Task set
1 – Answer these from the text on the Scottish Public Services Ombudsman:
(a) Which Act established the ombudsman service?
(b) Who was the first Scottish Public Services Ombudsman?
(c) What must a complainant already have exhausted before the SPSO investigates a case?
2 – Write the next part of the text on the Scottish Public Services Ombudsman, picking up after its final sentence about the organisation's final response.

Text provided
* * *
Scottish Public Services Ombudsman

Agency overview
- Formed: 23 October 2002
- Jurisdiction: Scotland
- Headquarters: Edinburgh
- Employees: 96 (2023/24)
- Agency executive: Andrew Crawford, Acting Ombudsman;
- Website: www.spso.org.uk

= Scottish Public Services Ombudsman =

UK government agency

The Scottish Public Services Ombudsman (SPSO) is the organisation that handles complaints about public services in Scotland. The Ombudsman service is independent of government and with a duty to act impartially.

The SPSO is responsible for looking at complaints made by individual members of the Scottish public about most organisations providing public services in Scotland including councils, the National Health Service, housing associations, the Scottish Government and its agencies and directorates, universities and colleges, prisons and most Scottish public authorities.

The SPSO examines complaints where a member of the public claims to have suffered injustice or hardship as a result of maladministration or service failure. The SPSO is the 'last resort'; investigating cases after the complainant has already exhausted the formal complaints procedure of the organisation concerned.

The SPSO also shares learning from its work to improve service delivery across the public services spectrum in Scotland. The office carries out awareness-raising activities with the general public, and bodies under jurisdiction and promotes good complaints handling by public service providers in Scotland. The SPSO has a separate website to support best practice in complaints handling.

==History==
On 23 October 2002 the ombudsman service, headed by the Scottish Public Services Ombudsman, was established by the Scottish Public Services Ombudsman Act 2002. This Act of the Scottish Parliament outlines the Ombudsman's role and terms of appointment. The legislation established the ombudsman as a 'one-stop-shop' assuming statutory duties that had previously been the remit of three previous offices – the Scottish Parliamentary Ombudsman, the Health Service Ombudsman, the Local Government Ombudsman for Scotland. It also took over non-statutory duties from the Housing Association Ombudsman for Scotland. The first Scottish Public Services Ombudsman was Professor Alice Brown.

==Process==
Complaints can be taken to the Ombudsman service once a person has gone through the complaints process of an organisation that comes under SPSO's jurisdiction. Most organisations have a formal complaints procedure that afford them an opportunity to resolve the complaint. An aggrieved member of the public must usually write to the body concerned to explain their dissatisfaction and how they wish their complaint to be resolved. A response should be issued within a specific time frame. Some organisations will have more than one stage in their complaints procedure so there may be a series of responses between the complainant and the body before reaching the end of the process. The final response from the organisation should contain an explanation that the complainant can contact the SPSO.
* * *
Dataset
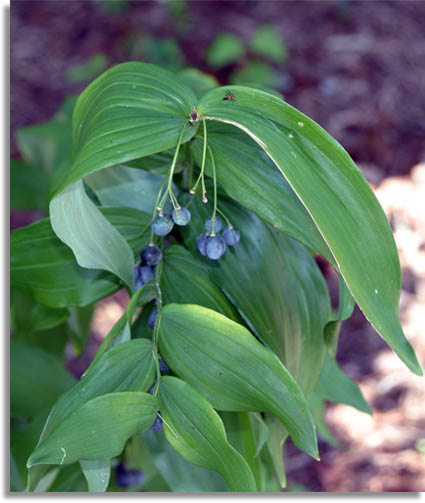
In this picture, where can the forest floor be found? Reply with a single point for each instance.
(358, 69)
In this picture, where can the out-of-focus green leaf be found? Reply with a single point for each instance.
(95, 242)
(247, 175)
(225, 362)
(196, 431)
(82, 434)
(37, 378)
(132, 110)
(43, 318)
(337, 196)
(28, 187)
(97, 474)
(267, 42)
(184, 279)
(88, 70)
(226, 48)
(337, 387)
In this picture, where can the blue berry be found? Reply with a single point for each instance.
(218, 225)
(181, 216)
(146, 273)
(151, 255)
(231, 236)
(152, 318)
(162, 225)
(127, 478)
(216, 247)
(201, 244)
(157, 425)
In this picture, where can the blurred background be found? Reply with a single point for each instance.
(358, 69)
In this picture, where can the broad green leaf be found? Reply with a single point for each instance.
(334, 385)
(179, 474)
(267, 42)
(28, 187)
(225, 362)
(128, 367)
(44, 266)
(95, 242)
(247, 175)
(132, 110)
(336, 195)
(37, 378)
(97, 474)
(277, 288)
(184, 279)
(345, 310)
(226, 48)
(82, 434)
(124, 186)
(43, 318)
(196, 431)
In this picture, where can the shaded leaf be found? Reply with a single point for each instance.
(196, 431)
(222, 360)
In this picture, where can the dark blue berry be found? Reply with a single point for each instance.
(152, 318)
(151, 255)
(231, 236)
(216, 247)
(162, 225)
(157, 425)
(126, 478)
(181, 216)
(218, 225)
(146, 273)
(201, 244)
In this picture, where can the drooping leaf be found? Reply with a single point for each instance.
(184, 279)
(95, 242)
(196, 431)
(82, 434)
(225, 362)
(97, 473)
(247, 175)
(337, 196)
(37, 378)
(132, 110)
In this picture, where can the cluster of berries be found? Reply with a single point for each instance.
(212, 245)
(124, 477)
(163, 223)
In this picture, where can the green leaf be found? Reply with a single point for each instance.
(267, 42)
(226, 48)
(336, 386)
(196, 431)
(128, 367)
(28, 187)
(97, 473)
(225, 362)
(41, 264)
(185, 280)
(37, 378)
(278, 290)
(247, 175)
(124, 186)
(132, 110)
(95, 242)
(337, 196)
(82, 434)
(43, 318)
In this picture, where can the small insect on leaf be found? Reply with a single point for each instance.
(229, 96)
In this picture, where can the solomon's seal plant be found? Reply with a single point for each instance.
(208, 205)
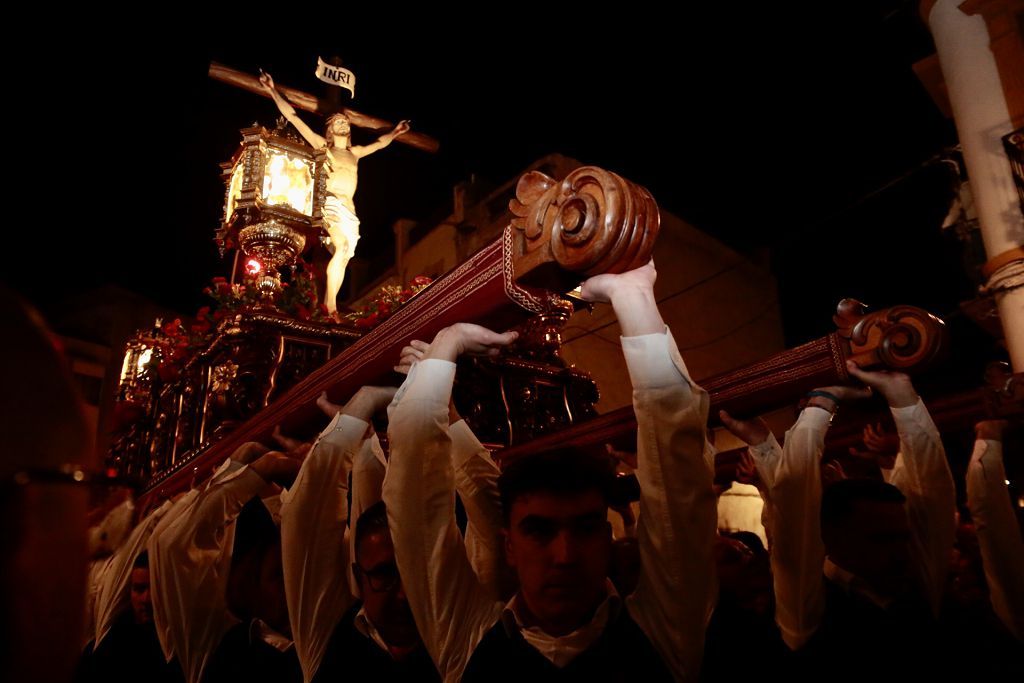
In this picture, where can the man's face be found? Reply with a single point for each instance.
(559, 546)
(270, 603)
(141, 605)
(875, 544)
(383, 597)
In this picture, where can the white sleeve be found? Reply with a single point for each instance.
(998, 535)
(922, 474)
(192, 558)
(476, 482)
(452, 608)
(313, 546)
(677, 588)
(368, 479)
(114, 595)
(798, 553)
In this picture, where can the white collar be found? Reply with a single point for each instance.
(562, 649)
* * *
Exercise responses
1 –
(a) The Scottish Public Services Ombudsman Act 2002
(b) Professor Alice Brown
(c) The formal complaints procedure of the organisation concerned

2 –
Complaints arrive at the SPSO in the form of letters, emails, complaint forms and by phone. The SPSO receives large numbers of enquiries and complaints which are not within its remit or not ready for it to look at – in these cases, members of the public are directed to the appropriate body or Ombudsman service.

The SPSO Act 2002 states the Ombudsman's powers, outlining what the Ombudsman can and cannot do. The Act stipulates that certain requirements must be met before it can investigate a complaint.

The Ombudsman's service incurs no charge. The SPSO is not a watchdog or a regulator – their role is to give an independent and impartial decision on a complaint.

Reports of investigations that are laid before the Scottish Parliament are sent to the complainant, the body complained about and Scottish Ministers. The Ombudsman may make recommendations to the body to address failings identified in the investigation. The recommendations may be designed to provide redress to the individual complaint (for example, an explanation, an apology or re-imbursement of costs incurred as a result of the organisation's fault), or to improve general working practices within the organisation (for example, a change in procedure). The Ombudsman accompanies the reports laid before the Parliament with a monthly commentary, which summarises the reports and highlights any issues or trends to which the Ombudsman wishes to draw attention.

==Appointment of the Ombudsman==
The acting Scottish Public Services Ombudsman is Andrew Ctrawford who covered the post between the appointment of Rosemary Agnew and her successor Paul McFadden The Ombudsman is appointed by Her Majesty, on the nomination of the Scottish Parliament, for a period not exceeding five years. The Ombudsman is eligible for a second term but re-appointment for a third term is allowed only if desirable in the public interest due to special circumstances. The Ombudsman may be relieved of office by Her Majesty upon request or following a resolution of the Scottish Parliament which, if passed on a division, must be voted for by at least two-thirds of members.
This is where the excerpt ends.